#### CONSIGNES À RESPECTER:
Extrayez tel quel, dans l'extrait source, le passage qui va de « L’intrigue de Qui » à « monde définitivement perdu. ».

#### EXTRAIT SOURCE:
-.-.-

Aldo Lado – « Qui l’a vue mourir ? » (1972)

« Les artistes d’aujourd’hui prétendent que leurs œuvres n’ont rien à voir avec les grandes œuvres du passé. Mais ce n’est qu’illusion. Ils ne réalisent pas qu’ils sont le reflet de leur époque. » Cette réplique, prononcée par le personnage secondaire marchand d’art Serafian (Adolfo Celi), recèle la démarche générique et théorique de Qui l’a vue mourir ? (Chi l’ha vista morire ?, 1972), film le plus réputé du cinéaste italien très récemment décédé Aldo Lado, que la société Frenezy a l’idée opportune de ressortir dans une édition Blu-ray rafraîchie. Ce giallo se permet tout à la fois d’utiliser les archétypes du genre, ses récits à tiroirs, son amoncellement de suspects au sein d’un whodunit saignant de roman de gare, et d’en approfondir les enjeux par l’ajout d’une étonnante charge dramatique qui en fait une œuvre dépassant les limites du simple style habillant un sens plutôt primaire du récit. Pas question de rechercher à tout prix un iconoclasme irréflechi visant à piétiner les précédents du genre, mais plutôt de placer quelques enjeux contemporains et/ou moraux au sein d’une esthétique se suffisant parfois à elle-même.

Innocence (G. Lazenby ; N. Elmi) (©Frenezy Editions)

L’intrigue de Qui l’a vue mourir ? se déroule à Venise, dans ses rues sombres, ses cours reculées, ses places envahies de pigeons virevoltants, ses eaux froides et criminelles. Dans celles-ci, on repêche Roberta (Nicoletta Elmi), petite gamine rousse vivant à Amsterdam avec sa mère Elizabeth (Anita Strindberg) et ayant rejoint son père sculpteur, Franco (George Lazenby). Celui-ci, fou de douleur et considérant la police comme trop inefficace, se met à enquêter de son côté. Ce qui va l’amener à fureter dans le milieu aussi aisé qu’interlope d’une bourgeoisie cultivée et décadente, faisant des faibles de simples objets dont on peut user à sa guise. Jusqu’à trouver le coupable du meurtre de la jeune enfant, final qui n’est pas sans être une confirmation définitive de la déréliction morale d’un monde définitivement perdu.

-.-.-

#### DONNÉES EXTRAITES:
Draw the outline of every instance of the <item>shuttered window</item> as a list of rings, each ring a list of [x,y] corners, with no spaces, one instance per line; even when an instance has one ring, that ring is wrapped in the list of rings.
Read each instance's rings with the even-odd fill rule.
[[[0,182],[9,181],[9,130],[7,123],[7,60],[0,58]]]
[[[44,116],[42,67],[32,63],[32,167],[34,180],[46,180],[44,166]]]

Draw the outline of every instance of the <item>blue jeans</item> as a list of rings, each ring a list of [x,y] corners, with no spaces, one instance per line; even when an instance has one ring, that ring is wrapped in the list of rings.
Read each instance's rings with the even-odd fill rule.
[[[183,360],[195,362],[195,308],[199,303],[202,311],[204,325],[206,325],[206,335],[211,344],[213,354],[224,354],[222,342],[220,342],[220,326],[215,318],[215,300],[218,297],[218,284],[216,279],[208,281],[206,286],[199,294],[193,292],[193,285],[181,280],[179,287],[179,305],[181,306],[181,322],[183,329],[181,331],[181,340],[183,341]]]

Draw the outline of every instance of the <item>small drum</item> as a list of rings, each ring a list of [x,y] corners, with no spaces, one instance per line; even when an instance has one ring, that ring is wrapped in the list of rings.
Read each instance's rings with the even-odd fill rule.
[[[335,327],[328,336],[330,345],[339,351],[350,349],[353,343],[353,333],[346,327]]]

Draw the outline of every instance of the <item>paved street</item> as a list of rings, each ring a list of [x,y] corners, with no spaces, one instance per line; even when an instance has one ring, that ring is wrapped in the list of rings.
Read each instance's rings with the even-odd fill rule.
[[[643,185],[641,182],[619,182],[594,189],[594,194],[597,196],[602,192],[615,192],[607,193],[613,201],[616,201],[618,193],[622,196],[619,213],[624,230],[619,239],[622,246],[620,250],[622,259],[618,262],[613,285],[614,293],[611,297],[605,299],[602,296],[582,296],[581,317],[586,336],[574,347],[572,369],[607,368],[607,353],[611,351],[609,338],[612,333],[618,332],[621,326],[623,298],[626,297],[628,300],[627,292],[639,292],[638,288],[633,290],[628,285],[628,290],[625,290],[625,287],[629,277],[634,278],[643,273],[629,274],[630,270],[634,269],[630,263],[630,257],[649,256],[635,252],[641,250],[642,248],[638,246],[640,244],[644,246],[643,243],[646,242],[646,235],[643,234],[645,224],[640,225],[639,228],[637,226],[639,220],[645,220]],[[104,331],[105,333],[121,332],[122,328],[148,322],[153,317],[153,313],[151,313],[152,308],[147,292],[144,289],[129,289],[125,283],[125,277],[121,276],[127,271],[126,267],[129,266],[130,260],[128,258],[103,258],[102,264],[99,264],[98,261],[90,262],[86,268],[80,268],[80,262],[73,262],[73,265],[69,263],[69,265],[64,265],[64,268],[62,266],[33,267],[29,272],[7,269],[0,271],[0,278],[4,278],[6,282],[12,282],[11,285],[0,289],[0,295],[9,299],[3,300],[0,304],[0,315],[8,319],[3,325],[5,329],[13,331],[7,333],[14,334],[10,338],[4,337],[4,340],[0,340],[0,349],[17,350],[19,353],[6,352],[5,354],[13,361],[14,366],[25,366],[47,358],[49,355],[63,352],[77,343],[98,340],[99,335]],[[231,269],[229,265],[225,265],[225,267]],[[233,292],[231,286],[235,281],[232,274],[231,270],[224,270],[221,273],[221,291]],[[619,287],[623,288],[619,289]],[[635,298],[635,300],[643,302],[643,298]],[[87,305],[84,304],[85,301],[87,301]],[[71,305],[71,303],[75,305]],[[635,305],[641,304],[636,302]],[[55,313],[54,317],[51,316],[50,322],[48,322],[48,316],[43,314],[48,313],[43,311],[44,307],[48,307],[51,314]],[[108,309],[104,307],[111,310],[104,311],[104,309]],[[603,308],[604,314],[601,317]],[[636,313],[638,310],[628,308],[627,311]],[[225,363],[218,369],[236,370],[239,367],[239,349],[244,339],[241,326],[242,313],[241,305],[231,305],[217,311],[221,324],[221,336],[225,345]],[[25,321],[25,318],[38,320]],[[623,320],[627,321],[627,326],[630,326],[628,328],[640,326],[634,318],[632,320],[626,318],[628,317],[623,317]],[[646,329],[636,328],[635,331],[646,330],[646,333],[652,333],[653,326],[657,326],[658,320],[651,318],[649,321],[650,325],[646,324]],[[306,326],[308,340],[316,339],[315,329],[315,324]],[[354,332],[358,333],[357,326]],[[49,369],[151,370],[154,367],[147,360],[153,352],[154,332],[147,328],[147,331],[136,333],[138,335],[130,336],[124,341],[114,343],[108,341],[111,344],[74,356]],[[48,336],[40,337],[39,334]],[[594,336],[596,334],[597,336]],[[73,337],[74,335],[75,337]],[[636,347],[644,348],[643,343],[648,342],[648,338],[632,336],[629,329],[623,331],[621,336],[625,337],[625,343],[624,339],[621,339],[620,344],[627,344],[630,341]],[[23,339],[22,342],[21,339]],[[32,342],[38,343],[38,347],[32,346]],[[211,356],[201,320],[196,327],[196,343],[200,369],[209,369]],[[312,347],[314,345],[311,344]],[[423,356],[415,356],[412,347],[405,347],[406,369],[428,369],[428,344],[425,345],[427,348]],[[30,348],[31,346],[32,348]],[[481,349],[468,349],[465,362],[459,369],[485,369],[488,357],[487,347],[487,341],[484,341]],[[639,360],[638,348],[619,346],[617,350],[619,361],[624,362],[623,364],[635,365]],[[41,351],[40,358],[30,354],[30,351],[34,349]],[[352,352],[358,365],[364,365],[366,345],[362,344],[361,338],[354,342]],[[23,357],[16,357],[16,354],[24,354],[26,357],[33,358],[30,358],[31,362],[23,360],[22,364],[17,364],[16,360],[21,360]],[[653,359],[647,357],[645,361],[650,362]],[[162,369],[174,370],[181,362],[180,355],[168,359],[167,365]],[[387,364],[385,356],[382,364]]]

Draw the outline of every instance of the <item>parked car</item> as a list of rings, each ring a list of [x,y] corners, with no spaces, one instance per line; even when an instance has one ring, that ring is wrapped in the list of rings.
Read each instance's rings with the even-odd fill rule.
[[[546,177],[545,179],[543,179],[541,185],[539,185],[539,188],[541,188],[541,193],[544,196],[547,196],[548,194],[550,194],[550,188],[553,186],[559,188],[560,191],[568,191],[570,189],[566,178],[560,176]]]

-.-.-

#### RÉSULTAT FINAL:
L’intrigue de Qui l’a vue mourir ? se déroule à Venise, dans ses rues sombres, ses cours reculées, ses places envahies de pigeons virevoltants, ses eaux froides et criminelles. Dans celles-ci, on repêche Roberta (Nicoletta Elmi), petite gamine rousse vivant à Amsterdam avec sa mère Elizabeth (Anita Strindberg) et ayant rejoint son père sculpteur, Franco (George Lazenby). Celui-ci, fou de douleur et considérant la police comme trop inefficace, se met à enquêter de son côté. Ce qui va l’amener à fureter dans le milieu aussi aisé qu’interlope d’une bourgeoisie cultivée et décadente, faisant des faibles de simples objets dont on peut user à sa guise. Jusqu’à trouver le coupable du meurtre de la jeune enfant, final qui n’est pas sans être une confirmation définitive de la déréliction morale d’un monde définitivement perdu.